Task requirements >>
1. In the Davista Holdings opinion, on what date did the restrictive covenants in the 1989 warranty deed expire?
2. Reproduce the stretch of the Davista Holdings opinion from "The facts in" through "June 25, 2009.".

Davista Holdings, LLC v. Capital Plaza, Inc.

Branch, Judge.

This case concerns a piece of real property located in Thomas County and owned by Davista Holdings, LLC. Davista’s property is surrounded on three sides by property owned by Capital Plaza, Inc. Davista took title to its property subject to certain restrictive covenants contained in a 1989 warranty deed and subject to a 1989 Access and Parking Easement Agreement (the “Easement Agreement”). Davista filed this action seeking a declaratory judgment that certain provisions in the Easement Agreement constitute restrictive covenants that expired by operation of law 20 years after their creation. The trial court denied Davista’s request for relief and entered summary judgment in favor of Capital Plaza. Davista now appeals from that order.

We find that some of the provisions at issue grant Capital Plaza easements on, over, and across Davista’s property for parking, ingress, egress, and pedestrian and vehicular traffic. To the extent that the trial court’s order reaches this same conclusion, that order is affirmed. We further find, however, that other provisions contained in the Easement Agreement constitute restrictive covenants, and that these *132provisions therefore expired by operation of law, 20 years after their creation. To the extent that the trial court’s order holds otherwise, that order is reversed.

The facts in this case are undisputed. The record shows that Davista owns a 2.1-acre parcel of property on which is situated a single building housing a fast food restaurant. Davista’s property is surrounded on three sides by property owned by Capital Plaza and on which is situated a shopping center. Davista’s predecessor in title, DeCar, Inc., acquired the property from Capital Plaza’s predecessor in title, GW Acquisition Corporation, by way of a warranty deed executed on June 28, 1989. The 1989 warranty deed contained 11 restrictive covenants that effectively prohibited DeCar and its successors from using the majority of the property as anything other than a driveway, thoroughfare, or parking lot. Under the terms of the warranty deed, however, these restrictive covenants expired on June 25, 2009.

Contemporaneously with the execution of the 1989 warranty deed, DeCar and GW Acquisition entered into the Easement Agreement. Paragraph 1 of that agreement provides:

DeCar, Inc. hereby creates, grants and conveys to GW Acquisition Corporation over all portions of the real property [conveyed to DeCar] except those portions [on which the existing building sits], a non-exclusive easement, in perpetuity, for pedestrian and vehicular access, ingress and egress in, to, over, across and through said property. DeCar, Inc. also creates, grants and conveys unto GW Acquisition Corporation a non-exclusive easement in perpetuity for parking on all portions of the real property [conveyed to DeCar] except those portions [on which the existing building sits]. Said easements shall inure to the benefit of GW Acquisition Corporation, its successors and assigns, for their use and the use of the various tenants, business invitees, licensees and patrons of Gateway Shopping Center. DeCar, Inc. further agrees that it shall not change or alter the location or direction of the driveways and thoroughfares or otherwise place any landscaping or physical barriers which will change the vehicular traffic or diminish in number the parking spaces on those portions of the real property [conveyed to it] which are not designated as [the existing building], without the express written approval of GW Acquisition Corporation, its successors and assigns.

Data segment >>
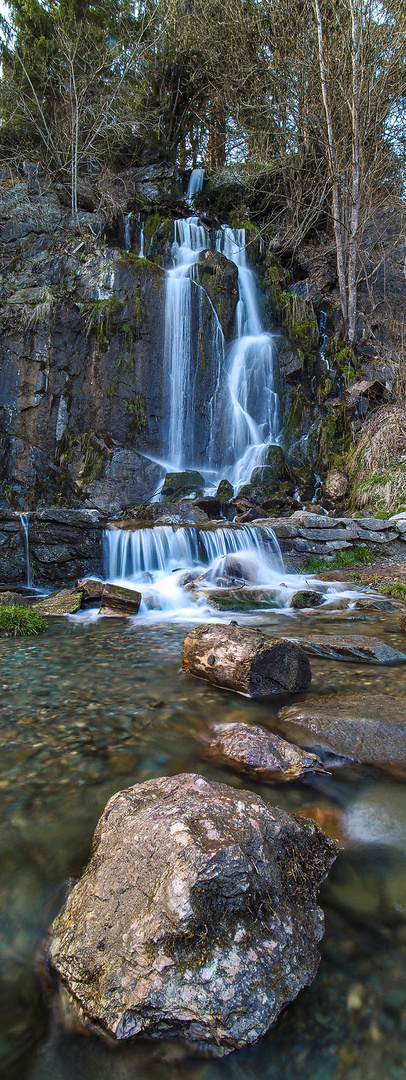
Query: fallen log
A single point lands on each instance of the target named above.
(245, 660)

Final answers >>
1. June 25, 2009.

2.
The facts in this case are undisputed. The record shows that Davista owns a 2.1-acre parcel of property on which is situated a single building housing a fast food restaurant. Davista’s property is surrounded on three sides by property owned by Capital Plaza and on which is situated a shopping center. Davista’s predecessor in title, DeCar, Inc., acquired the property from Capital Plaza’s predecessor in title, GW Acquisition Corporation, by way of a warranty deed executed on June 28, 1989. The 1989 warranty deed contained 11 restrictive covenants that effectively prohibited DeCar and its successors from using the majority of the property as anything other than a driveway, thoroughfare, or parking lot. Under the terms of the warranty deed, however, these restrictive covenants expired on June 25, 2009.